§ DOCUMENT SEGMENT
┏━━
Dewar v. Minneapolis Lodge, No. 44, B. P. O. E.

Decision Date02 March 1923
Docket NumberNo. 23175.,23175.
Citation155 Minn. 98,192 N.W. 358
PartiesDEWAR v. MINNEAPOLIS LODGE, No. 44, B. P. O. E.
CourtMinnesota Supreme Court

OPINION TEXT STARTS HERE

Appeal from District Court, Hennepin County; Geo. W. Buffington, Judge.

Action by J. E. Dewar against the Minneapolis Lodge, No. 44, Benevolent and Protective Order of Elks, etc. Verdict for defendant and from an order denying a motion for a new trial, plaintiff appeals. Affirmed.

Syllabus by the Court

Where a club provides a few sleeping rooms in its club building for the accommodation of members, and furnishes and cares for such rooms, and retains general control and supervision over the entire premises, a member who rents one of these rooms is a lodger as distinguished from a tenant, and his right to occupy the room may be terminated without giving the notice required to terminate tenancies.

Plaintiff was a lodger, not a tenant; and his right to occupy a room in the club was lawfully terminated.

The courts will inquire into the proceedings by which a member was expelled from a fraternal order only for the purpose of ascertaining whether, under the laws of the order, the tribunal had jurisdiction to render the judgment which it did render, whether the proceeding was conducted in good faith and a fair opportunity given the accused to present his defense, and whether the laws of the land were violated.

A provision in the laws of a fraternal order that a member shall not appeal to the courts to redress alleged wrongs without first appealing to the tribunals of the order is valid and enforceable.

Plaintiff was expelled for violating such a provision, and the record discloses no ground on which the courts can hold such expulsion invalid. Edgerton & Dohs, of St. Paul, for appellant.

Brady, Robertson & Bonner, of Minneapolis, for respondent.

TAYLOR, C.

The Benevolent and Protective Order of Elks is a fraternal organization having a large membership throughout the United States, and many subordinate lodges. The defendant is a subordinate lodge of this order having more than 4,000 members, and has established and maintains a club, known as the ‘Elks' Club,’ in the city of Minneapolis, for the use and accommodation of the lodge and of its members. The club building contains lodge rooms, recreation rooms, dining rooms, and 24 sleeping rooms, which latter are rented only to members in good standing or their guests. The plaintiff was a member of this lodge and rented and occupied one of the sleeping rooms. He was evicted from this room and later was expelled from the lodge. He brought this action for damages, setting forth as a first cause of action that he was wrongfully evicted from his room, and as a second cause of action that he was wrongfully expelled from the lodge. At the close of the trial the court directed a verdict for the defendant. Plaintiff made a motion for a new trial and appealed from an order denying it.
┗━━
§ ROWS
┏━━
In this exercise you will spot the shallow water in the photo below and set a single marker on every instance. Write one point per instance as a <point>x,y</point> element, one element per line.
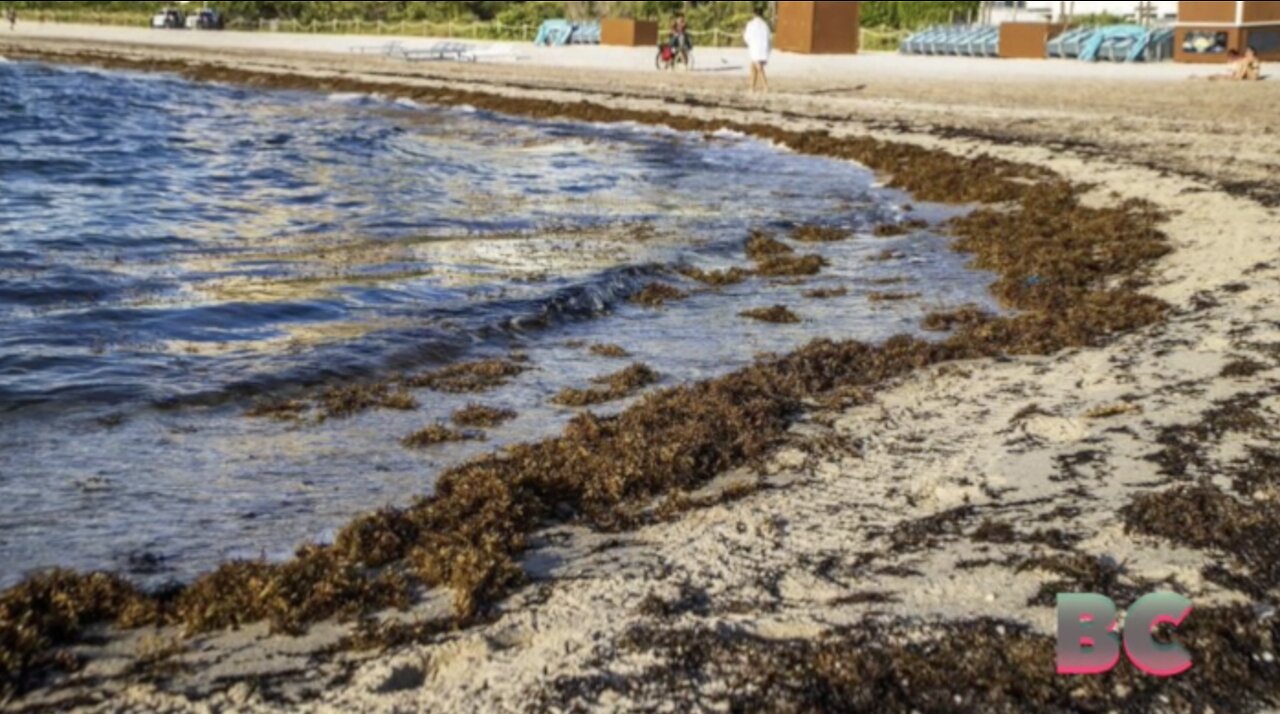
<point>170,251</point>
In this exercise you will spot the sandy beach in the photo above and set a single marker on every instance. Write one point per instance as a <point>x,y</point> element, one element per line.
<point>940,507</point>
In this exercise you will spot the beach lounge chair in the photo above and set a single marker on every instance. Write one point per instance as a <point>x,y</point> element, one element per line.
<point>440,51</point>
<point>553,33</point>
<point>385,50</point>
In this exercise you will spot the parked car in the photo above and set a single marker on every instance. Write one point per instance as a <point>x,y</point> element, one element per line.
<point>169,19</point>
<point>206,19</point>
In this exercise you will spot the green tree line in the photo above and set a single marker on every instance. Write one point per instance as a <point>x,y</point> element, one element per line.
<point>702,14</point>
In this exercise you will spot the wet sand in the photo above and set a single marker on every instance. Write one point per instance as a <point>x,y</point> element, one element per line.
<point>958,493</point>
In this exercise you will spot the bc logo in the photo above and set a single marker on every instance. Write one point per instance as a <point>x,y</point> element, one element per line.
<point>1088,644</point>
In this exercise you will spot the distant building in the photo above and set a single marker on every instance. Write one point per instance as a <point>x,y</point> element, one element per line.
<point>1031,10</point>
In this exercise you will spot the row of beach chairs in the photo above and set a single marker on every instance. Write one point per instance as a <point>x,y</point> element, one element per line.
<point>456,51</point>
<point>970,41</point>
<point>558,32</point>
<point>1093,44</point>
<point>1114,44</point>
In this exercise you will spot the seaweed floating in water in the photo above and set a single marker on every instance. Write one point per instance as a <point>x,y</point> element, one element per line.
<point>1070,269</point>
<point>777,315</point>
<point>470,376</point>
<point>612,388</point>
<point>762,246</point>
<point>819,234</point>
<point>826,293</point>
<point>895,229</point>
<point>892,297</point>
<point>790,266</point>
<point>611,351</point>
<point>717,278</point>
<point>968,316</point>
<point>476,416</point>
<point>352,399</point>
<point>280,410</point>
<point>435,435</point>
<point>657,294</point>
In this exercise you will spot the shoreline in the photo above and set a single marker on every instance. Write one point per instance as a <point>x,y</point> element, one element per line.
<point>1047,428</point>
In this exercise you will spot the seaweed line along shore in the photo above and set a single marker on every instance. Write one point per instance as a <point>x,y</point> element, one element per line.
<point>809,531</point>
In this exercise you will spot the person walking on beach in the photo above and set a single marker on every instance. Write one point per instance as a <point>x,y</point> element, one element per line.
<point>759,44</point>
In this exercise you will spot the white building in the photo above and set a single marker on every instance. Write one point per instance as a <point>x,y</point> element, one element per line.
<point>1029,10</point>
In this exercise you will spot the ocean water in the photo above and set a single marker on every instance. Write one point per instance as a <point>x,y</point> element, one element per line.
<point>170,252</point>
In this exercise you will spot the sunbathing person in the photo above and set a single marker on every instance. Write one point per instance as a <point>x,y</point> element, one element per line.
<point>1247,68</point>
<point>1233,59</point>
<point>1251,67</point>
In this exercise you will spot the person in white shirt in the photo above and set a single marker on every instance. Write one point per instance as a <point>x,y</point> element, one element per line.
<point>759,44</point>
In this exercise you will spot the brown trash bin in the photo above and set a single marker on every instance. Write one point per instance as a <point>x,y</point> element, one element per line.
<point>629,33</point>
<point>1027,40</point>
<point>818,28</point>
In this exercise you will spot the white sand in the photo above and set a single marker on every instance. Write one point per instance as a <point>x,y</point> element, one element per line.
<point>708,60</point>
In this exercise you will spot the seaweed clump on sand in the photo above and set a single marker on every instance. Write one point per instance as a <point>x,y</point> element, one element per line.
<point>478,416</point>
<point>777,315</point>
<point>1205,517</point>
<point>1070,270</point>
<point>318,584</point>
<point>612,388</point>
<point>435,435</point>
<point>901,667</point>
<point>819,234</point>
<point>469,378</point>
<point>657,294</point>
<point>50,610</point>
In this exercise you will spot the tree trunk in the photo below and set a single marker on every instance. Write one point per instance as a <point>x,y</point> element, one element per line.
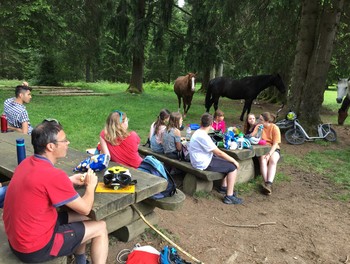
<point>318,26</point>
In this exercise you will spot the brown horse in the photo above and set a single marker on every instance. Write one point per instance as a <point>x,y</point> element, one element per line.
<point>184,87</point>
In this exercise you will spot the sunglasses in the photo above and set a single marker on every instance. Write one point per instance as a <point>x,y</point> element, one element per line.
<point>120,115</point>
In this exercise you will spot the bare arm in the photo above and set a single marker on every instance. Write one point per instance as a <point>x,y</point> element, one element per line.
<point>223,155</point>
<point>83,205</point>
<point>104,148</point>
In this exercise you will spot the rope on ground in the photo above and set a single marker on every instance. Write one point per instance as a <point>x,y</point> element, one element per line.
<point>165,237</point>
<point>245,226</point>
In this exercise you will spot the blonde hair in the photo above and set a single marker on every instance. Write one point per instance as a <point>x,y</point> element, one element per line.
<point>115,133</point>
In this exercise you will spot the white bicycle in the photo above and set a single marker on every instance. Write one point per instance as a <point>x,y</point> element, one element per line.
<point>297,134</point>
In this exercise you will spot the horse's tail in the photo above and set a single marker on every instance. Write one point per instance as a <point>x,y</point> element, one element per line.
<point>208,96</point>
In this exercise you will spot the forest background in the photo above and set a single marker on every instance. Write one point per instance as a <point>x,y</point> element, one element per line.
<point>53,42</point>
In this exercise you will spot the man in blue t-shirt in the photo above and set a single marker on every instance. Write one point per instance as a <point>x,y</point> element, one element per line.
<point>15,111</point>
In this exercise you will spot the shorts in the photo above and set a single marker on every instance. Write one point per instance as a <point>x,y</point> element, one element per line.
<point>218,164</point>
<point>65,240</point>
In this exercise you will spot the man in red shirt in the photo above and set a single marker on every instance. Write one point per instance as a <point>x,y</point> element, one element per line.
<point>36,231</point>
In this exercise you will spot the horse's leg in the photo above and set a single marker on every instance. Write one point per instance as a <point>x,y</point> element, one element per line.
<point>246,108</point>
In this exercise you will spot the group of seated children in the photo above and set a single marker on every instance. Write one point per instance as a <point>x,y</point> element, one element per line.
<point>165,137</point>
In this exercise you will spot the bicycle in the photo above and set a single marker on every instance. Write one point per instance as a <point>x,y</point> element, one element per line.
<point>297,134</point>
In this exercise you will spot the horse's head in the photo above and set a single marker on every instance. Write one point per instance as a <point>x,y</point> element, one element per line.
<point>342,89</point>
<point>279,83</point>
<point>192,80</point>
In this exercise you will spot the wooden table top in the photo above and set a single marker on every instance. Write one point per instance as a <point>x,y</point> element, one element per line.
<point>105,204</point>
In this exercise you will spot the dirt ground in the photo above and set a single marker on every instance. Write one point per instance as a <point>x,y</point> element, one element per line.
<point>299,223</point>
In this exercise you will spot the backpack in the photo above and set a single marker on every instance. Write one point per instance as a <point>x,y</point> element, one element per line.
<point>153,166</point>
<point>169,256</point>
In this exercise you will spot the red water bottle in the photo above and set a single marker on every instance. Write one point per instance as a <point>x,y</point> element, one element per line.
<point>3,123</point>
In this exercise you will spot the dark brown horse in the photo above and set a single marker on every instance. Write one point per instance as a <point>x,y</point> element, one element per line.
<point>184,87</point>
<point>247,88</point>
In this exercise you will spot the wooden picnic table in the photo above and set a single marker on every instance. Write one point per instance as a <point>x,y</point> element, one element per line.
<point>106,206</point>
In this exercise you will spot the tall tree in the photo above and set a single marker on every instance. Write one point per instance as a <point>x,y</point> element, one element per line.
<point>318,25</point>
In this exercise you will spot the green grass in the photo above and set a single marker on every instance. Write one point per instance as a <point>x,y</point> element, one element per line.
<point>83,118</point>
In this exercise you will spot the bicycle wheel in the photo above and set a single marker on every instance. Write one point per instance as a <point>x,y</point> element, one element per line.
<point>332,136</point>
<point>295,136</point>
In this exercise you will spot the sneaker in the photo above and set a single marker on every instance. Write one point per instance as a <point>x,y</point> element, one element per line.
<point>232,200</point>
<point>267,188</point>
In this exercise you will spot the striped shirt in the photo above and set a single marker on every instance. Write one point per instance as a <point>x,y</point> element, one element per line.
<point>16,114</point>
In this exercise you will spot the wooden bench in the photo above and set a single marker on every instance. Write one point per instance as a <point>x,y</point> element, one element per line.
<point>195,180</point>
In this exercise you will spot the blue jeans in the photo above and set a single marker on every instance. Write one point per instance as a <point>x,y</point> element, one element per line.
<point>2,195</point>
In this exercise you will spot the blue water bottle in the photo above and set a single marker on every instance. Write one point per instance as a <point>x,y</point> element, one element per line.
<point>21,150</point>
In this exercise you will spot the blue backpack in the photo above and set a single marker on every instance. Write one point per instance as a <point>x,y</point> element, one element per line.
┗━━
§ REQUIRED ACTIONS
1. In the Dewar court opinion, replace "Hennepin County" with "Ramsey County" and give the part that opens with the words containing "Decision Date02 March" and closes with "plaintiff appeals. Affirmed.".
2. Answer these questions from the Dewar court opinion:
(a) How many sleeping rooms does the club building contain?
(b) Which firm appeared for the respondent?
(c) Which court decided the case?
3. Continue the Dewar court opinion from its last sentence.

§ ANSWERS GIVEN
1.
Decision Date02 March 1923
Docket NumberNo. 23175.,23175.
Citation155 Minn. 98,192 N.W. 358
PartiesDEWAR v. MINNEAPOLIS LODGE, No. 44, B. P. O. E.
CourtMinnesota Supreme Court

OPINION TEXT STARTS HERE

Appeal from District Court, Ramsey County; Geo. W. Buffington, Judge.

Action by J. E. Dewar against the Minneapolis Lodge, No. 44, Benevolent and Protective Order of Elks, etc. Verdict for defendant and from an order denying a motion for a new trial, plaintiff appeals. Affirmed.

2.
(a) 24
(b) Brady, Robertson & Bonner, of Minneapolis
(c) The Minnesota Supreme Court

3.
Plaintiff occupied his room for some months and paid $35 per month for it. On June 21, 1919, he was requested in writing to vacate the room on the following Monday. He failed to do so, and, on June 30th, his effects were removed and the room locked against him. He contends that he was a tenant renting the room from month to month, and that his tenancy could be terminated only by giving him the statutory notice thereof. Defendant contends that plaintiff was a ‘lodger’ as distinguished from a tenant, and that the statutes governing the termination of tenancies did not apply.

‘The chief distinction between a tenant and a lodger apparently rests in the character of the possession. A tenant has the exclusive legal possession of the premises, he and not the landlord being in control and responsible for the care and condition of the premises. A lodger, on the other hand, has merely a right to the use of the premises, the landlord retaining the control and being responsible for the care and attention necessary.’ Ann. Cas. 1914A, note at page 200, in which the cases are cited.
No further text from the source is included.